[Pointing and labeling data]
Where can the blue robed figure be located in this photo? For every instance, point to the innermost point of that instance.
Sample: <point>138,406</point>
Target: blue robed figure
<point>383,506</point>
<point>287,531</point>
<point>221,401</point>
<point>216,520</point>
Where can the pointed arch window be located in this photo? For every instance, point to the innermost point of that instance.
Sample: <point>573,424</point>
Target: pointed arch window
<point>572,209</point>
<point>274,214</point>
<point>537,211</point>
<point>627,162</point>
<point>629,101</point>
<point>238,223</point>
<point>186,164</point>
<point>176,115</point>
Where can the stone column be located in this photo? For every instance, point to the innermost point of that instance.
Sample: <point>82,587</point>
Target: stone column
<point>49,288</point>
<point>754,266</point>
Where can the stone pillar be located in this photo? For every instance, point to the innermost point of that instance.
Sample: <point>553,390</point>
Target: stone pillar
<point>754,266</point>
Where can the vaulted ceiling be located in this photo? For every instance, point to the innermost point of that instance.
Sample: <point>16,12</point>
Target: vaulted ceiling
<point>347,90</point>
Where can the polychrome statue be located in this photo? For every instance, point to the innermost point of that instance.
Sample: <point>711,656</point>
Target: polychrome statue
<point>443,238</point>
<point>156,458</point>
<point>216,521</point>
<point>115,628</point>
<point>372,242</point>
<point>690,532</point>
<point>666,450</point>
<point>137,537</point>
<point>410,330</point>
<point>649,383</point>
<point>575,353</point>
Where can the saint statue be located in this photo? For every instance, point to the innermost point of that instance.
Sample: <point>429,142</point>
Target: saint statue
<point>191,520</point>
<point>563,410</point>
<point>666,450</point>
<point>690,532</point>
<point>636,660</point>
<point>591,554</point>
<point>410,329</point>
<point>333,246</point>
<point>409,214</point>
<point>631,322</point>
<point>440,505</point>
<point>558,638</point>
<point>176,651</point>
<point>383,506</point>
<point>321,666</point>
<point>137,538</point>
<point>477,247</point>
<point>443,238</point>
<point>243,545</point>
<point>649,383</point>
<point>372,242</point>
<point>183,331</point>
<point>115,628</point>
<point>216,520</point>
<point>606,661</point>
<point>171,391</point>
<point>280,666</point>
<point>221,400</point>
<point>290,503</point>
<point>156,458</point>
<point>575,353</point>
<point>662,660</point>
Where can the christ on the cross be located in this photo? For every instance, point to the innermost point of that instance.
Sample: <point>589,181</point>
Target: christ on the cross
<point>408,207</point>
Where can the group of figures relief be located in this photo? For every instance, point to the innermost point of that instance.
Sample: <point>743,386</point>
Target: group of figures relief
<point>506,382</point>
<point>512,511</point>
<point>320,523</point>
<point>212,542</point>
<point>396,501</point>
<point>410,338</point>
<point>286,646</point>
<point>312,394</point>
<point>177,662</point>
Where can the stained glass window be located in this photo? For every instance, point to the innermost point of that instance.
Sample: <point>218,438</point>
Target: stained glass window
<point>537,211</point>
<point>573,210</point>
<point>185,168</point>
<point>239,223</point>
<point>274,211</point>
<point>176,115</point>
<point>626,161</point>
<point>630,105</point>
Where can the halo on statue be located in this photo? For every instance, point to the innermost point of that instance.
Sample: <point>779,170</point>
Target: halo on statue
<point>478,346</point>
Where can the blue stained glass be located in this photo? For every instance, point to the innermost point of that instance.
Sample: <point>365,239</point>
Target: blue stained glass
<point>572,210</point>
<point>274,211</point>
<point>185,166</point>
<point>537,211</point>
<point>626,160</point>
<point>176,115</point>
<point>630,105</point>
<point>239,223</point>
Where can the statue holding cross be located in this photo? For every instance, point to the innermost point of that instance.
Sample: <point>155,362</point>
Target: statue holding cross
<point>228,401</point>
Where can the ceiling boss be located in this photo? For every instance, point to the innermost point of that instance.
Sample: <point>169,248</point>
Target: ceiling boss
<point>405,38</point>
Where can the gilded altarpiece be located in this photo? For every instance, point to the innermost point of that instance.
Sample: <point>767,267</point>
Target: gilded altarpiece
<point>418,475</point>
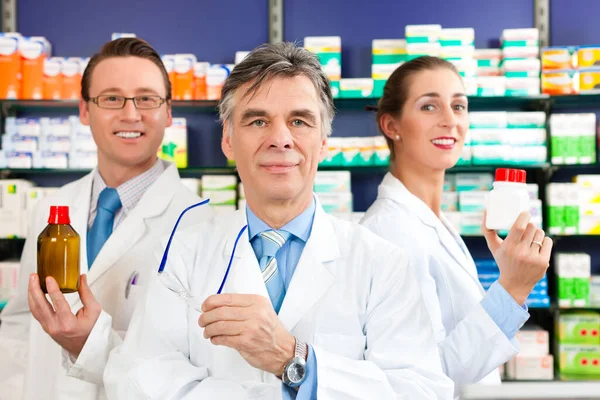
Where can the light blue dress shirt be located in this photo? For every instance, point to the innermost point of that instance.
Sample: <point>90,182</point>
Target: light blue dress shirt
<point>287,260</point>
<point>504,310</point>
<point>499,304</point>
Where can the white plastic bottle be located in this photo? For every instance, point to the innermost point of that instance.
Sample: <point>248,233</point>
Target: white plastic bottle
<point>507,200</point>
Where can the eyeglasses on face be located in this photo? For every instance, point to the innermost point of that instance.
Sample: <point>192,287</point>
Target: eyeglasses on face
<point>114,102</point>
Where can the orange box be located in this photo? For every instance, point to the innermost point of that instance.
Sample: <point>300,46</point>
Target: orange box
<point>71,79</point>
<point>559,58</point>
<point>10,66</point>
<point>52,83</point>
<point>169,63</point>
<point>34,51</point>
<point>560,82</point>
<point>184,76</point>
<point>215,78</point>
<point>200,70</point>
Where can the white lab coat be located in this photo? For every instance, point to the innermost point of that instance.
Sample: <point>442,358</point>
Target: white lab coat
<point>353,297</point>
<point>24,345</point>
<point>471,345</point>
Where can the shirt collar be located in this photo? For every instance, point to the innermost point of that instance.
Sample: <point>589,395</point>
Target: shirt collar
<point>130,192</point>
<point>300,226</point>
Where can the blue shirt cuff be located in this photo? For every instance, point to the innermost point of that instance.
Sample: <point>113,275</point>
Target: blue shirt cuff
<point>308,389</point>
<point>504,310</point>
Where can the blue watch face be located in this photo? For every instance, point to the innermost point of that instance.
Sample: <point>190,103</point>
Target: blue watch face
<point>296,372</point>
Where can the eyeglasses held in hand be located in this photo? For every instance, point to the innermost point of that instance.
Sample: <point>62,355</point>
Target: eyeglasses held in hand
<point>173,283</point>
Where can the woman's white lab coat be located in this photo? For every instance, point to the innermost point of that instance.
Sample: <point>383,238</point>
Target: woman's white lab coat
<point>471,345</point>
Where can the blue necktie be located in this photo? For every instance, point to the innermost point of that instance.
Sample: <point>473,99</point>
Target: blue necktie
<point>272,241</point>
<point>108,204</point>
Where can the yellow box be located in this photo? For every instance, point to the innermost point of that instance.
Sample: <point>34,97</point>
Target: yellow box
<point>589,81</point>
<point>559,58</point>
<point>588,56</point>
<point>560,82</point>
<point>174,145</point>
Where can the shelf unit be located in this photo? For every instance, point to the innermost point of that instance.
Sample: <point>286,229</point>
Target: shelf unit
<point>541,174</point>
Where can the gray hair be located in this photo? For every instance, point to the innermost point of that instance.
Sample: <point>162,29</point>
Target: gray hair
<point>269,61</point>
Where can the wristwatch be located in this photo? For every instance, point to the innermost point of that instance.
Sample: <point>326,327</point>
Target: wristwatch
<point>294,373</point>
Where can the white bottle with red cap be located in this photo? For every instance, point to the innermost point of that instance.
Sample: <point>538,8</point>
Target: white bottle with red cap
<point>507,200</point>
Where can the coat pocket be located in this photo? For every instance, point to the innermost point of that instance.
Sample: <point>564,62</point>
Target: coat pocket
<point>352,347</point>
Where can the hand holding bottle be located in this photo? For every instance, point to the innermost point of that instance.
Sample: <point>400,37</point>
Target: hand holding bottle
<point>69,330</point>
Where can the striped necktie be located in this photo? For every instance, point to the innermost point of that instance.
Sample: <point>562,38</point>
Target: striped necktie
<point>272,241</point>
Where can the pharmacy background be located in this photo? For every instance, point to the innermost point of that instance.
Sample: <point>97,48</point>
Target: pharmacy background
<point>534,101</point>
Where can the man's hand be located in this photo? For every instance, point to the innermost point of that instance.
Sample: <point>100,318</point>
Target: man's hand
<point>68,330</point>
<point>248,324</point>
<point>521,259</point>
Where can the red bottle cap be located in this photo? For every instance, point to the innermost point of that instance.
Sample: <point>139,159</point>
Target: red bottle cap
<point>511,175</point>
<point>59,215</point>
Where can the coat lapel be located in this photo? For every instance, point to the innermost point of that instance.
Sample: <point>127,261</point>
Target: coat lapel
<point>244,275</point>
<point>391,188</point>
<point>153,203</point>
<point>314,273</point>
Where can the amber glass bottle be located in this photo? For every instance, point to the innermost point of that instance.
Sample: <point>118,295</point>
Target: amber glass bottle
<point>58,251</point>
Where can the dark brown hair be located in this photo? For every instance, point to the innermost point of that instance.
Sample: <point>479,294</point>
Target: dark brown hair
<point>395,92</point>
<point>124,47</point>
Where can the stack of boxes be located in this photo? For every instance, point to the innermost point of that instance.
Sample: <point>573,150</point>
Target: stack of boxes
<point>578,343</point>
<point>464,201</point>
<point>334,192</point>
<point>571,70</point>
<point>174,145</point>
<point>574,272</point>
<point>222,192</point>
<point>588,59</point>
<point>506,138</point>
<point>521,61</point>
<point>422,40</point>
<point>533,361</point>
<point>573,138</point>
<point>356,152</point>
<point>13,207</point>
<point>9,275</point>
<point>489,81</point>
<point>47,143</point>
<point>458,47</point>
<point>559,70</point>
<point>329,51</point>
<point>60,143</point>
<point>488,273</point>
<point>574,208</point>
<point>388,54</point>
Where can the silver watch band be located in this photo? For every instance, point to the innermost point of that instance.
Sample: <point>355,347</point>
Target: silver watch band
<point>301,350</point>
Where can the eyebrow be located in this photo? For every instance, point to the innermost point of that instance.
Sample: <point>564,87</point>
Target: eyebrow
<point>253,113</point>
<point>437,95</point>
<point>305,113</point>
<point>139,90</point>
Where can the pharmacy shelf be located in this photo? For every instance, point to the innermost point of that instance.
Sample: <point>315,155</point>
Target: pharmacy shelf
<point>533,390</point>
<point>576,101</point>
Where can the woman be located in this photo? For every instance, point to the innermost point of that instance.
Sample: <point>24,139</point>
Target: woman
<point>423,115</point>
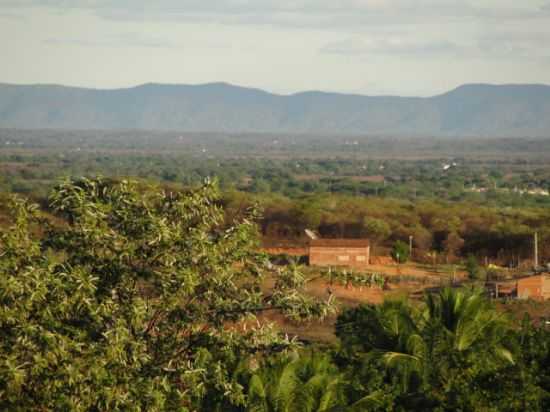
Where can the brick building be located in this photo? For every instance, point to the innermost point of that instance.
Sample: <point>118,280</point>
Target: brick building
<point>534,287</point>
<point>353,253</point>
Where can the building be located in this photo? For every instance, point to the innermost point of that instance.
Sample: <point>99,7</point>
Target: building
<point>354,253</point>
<point>534,287</point>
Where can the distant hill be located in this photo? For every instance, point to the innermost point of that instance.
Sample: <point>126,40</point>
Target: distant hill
<point>472,110</point>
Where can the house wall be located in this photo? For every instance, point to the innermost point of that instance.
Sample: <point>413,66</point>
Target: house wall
<point>358,257</point>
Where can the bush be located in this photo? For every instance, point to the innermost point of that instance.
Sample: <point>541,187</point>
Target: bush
<point>400,252</point>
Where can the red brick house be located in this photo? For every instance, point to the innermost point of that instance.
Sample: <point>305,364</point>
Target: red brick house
<point>353,253</point>
<point>534,287</point>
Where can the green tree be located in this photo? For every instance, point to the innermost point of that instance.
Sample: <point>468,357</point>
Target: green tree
<point>309,383</point>
<point>376,229</point>
<point>445,355</point>
<point>137,302</point>
<point>400,252</point>
<point>474,269</point>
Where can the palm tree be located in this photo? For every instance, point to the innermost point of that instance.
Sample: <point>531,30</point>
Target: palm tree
<point>433,350</point>
<point>310,383</point>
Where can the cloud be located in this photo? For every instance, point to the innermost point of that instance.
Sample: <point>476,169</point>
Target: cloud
<point>128,39</point>
<point>321,14</point>
<point>393,45</point>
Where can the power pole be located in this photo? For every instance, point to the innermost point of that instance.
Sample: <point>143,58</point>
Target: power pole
<point>536,245</point>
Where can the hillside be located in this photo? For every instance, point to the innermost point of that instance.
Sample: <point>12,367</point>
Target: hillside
<point>470,110</point>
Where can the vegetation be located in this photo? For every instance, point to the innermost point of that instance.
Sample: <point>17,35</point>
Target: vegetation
<point>150,293</point>
<point>132,297</point>
<point>137,303</point>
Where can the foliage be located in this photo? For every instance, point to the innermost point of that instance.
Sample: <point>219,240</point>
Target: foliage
<point>348,277</point>
<point>473,268</point>
<point>400,252</point>
<point>309,383</point>
<point>136,303</point>
<point>453,353</point>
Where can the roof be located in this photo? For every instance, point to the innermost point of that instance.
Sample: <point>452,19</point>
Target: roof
<point>339,242</point>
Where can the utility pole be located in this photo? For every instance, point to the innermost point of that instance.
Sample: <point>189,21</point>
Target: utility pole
<point>536,245</point>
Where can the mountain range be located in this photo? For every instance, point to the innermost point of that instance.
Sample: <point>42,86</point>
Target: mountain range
<point>469,110</point>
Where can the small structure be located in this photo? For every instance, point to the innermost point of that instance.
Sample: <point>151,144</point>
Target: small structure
<point>353,253</point>
<point>534,287</point>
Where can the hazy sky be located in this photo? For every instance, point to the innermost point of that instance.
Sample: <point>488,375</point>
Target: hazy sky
<point>408,47</point>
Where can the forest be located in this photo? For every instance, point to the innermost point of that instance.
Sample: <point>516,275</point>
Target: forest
<point>133,278</point>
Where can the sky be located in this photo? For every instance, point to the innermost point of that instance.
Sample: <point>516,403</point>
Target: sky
<point>398,47</point>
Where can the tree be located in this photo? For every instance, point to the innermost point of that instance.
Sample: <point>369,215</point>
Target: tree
<point>136,302</point>
<point>474,270</point>
<point>309,383</point>
<point>400,252</point>
<point>444,354</point>
<point>376,229</point>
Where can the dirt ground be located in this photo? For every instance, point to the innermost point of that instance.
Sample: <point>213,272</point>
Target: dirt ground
<point>404,281</point>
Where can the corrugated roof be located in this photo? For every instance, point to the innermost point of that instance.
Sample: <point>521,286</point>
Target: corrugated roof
<point>339,242</point>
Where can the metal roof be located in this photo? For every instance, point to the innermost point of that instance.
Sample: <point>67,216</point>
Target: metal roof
<point>339,242</point>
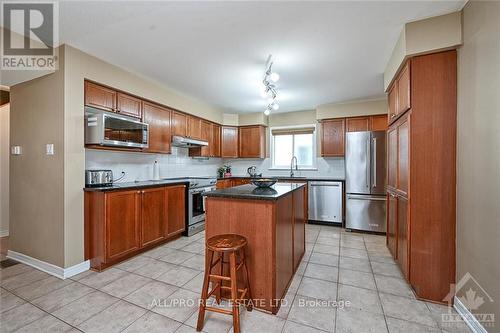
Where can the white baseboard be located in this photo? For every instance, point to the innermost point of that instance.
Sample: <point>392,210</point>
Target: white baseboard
<point>468,317</point>
<point>62,273</point>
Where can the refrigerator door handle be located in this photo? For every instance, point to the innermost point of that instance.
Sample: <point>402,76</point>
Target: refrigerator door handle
<point>374,181</point>
<point>368,159</point>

- WHAT THE TASK REQUIRES:
Give as a numbered list the lines starting with the one containing "Where can the red brick" and going on through the one containing "<point>137,303</point>", blank lines left out.

- EXERCISE SOLUTION:
1. Where can the red brick house be located in this photo? For every instance, point to the innermost point of that instance.
2. Sample: <point>305,364</point>
3. Target: red brick house
4. <point>353,253</point>
5. <point>534,287</point>
6. Where can the green tree be located in this photo? For every instance, point to the innermost point of that instance.
7. Sample: <point>468,357</point>
8. Target: green tree
9. <point>309,383</point>
10. <point>376,229</point>
11. <point>445,355</point>
12. <point>137,302</point>
13. <point>400,252</point>
14. <point>474,269</point>
15. Where can the palm tree be located in this photo? For every instance, point to the innermost point of that instance.
16. Sample: <point>531,30</point>
17. Target: palm tree
18. <point>433,350</point>
19. <point>310,383</point>
20. Where can the cloud be located in this photo? For every instance, point to the innermost point of that instance.
21. Sample: <point>476,169</point>
22. Target: cloud
23. <point>128,39</point>
24. <point>321,14</point>
25. <point>393,45</point>
26. Where can the power pole be located in this photo? For every instance, point to the innermost point of that instance.
27. Sample: <point>143,58</point>
28. Target: power pole
29. <point>536,245</point>
30. Where can the hillside be located in this photo? For every instance, point to the innermost point of that instance.
31. Sample: <point>12,367</point>
32. Target: hillside
33. <point>470,110</point>
34. Where can the vegetation be located in this photo? For every instance, point to the innermost point of that instance.
35. Sample: <point>17,35</point>
36. Target: vegetation
37. <point>150,293</point>
38. <point>132,297</point>
39. <point>137,303</point>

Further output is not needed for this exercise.